== ABOUT THIS EXERCISE ==
Pull every line containing the word "positive" from the records.

== DATA LISTING ==

.....

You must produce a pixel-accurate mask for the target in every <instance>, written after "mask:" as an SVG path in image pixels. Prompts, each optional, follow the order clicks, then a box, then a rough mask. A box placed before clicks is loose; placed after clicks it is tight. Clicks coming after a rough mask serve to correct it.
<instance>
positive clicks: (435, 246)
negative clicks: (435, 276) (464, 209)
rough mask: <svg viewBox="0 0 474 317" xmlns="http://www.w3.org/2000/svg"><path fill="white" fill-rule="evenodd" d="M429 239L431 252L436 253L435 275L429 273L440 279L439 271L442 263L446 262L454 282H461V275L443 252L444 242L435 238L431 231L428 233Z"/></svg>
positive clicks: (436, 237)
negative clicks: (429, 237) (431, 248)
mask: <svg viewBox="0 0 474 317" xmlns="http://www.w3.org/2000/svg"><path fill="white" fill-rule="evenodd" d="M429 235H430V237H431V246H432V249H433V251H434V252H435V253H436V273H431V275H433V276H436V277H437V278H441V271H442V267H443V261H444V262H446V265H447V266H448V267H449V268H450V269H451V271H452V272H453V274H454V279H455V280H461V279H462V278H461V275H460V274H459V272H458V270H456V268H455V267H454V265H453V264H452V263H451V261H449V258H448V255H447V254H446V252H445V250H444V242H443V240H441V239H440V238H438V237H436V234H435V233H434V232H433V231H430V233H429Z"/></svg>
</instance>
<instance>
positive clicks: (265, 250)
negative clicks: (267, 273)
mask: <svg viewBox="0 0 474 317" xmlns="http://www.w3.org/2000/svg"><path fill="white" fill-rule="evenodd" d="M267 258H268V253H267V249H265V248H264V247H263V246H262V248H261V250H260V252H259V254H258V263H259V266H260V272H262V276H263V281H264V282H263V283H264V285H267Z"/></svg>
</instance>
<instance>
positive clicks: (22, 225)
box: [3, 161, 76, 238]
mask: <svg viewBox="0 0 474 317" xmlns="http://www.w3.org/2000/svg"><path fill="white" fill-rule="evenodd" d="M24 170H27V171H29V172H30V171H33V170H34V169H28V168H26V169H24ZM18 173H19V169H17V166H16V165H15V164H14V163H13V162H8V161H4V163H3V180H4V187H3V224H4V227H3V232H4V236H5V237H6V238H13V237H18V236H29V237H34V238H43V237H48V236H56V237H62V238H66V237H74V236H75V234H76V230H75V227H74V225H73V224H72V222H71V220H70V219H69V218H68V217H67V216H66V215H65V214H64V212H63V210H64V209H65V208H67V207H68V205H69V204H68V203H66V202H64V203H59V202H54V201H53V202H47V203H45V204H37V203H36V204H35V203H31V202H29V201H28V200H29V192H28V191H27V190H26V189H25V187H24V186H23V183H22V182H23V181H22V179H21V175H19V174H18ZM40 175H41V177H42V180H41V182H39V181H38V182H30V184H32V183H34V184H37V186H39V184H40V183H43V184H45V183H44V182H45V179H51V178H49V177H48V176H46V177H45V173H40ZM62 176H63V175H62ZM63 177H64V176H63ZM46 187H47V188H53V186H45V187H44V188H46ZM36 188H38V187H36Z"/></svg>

.....

== FINISHED TASK ==
positive clicks: (435, 246)
positive clicks: (436, 237)
positive clicks: (265, 250)
positive clicks: (22, 225)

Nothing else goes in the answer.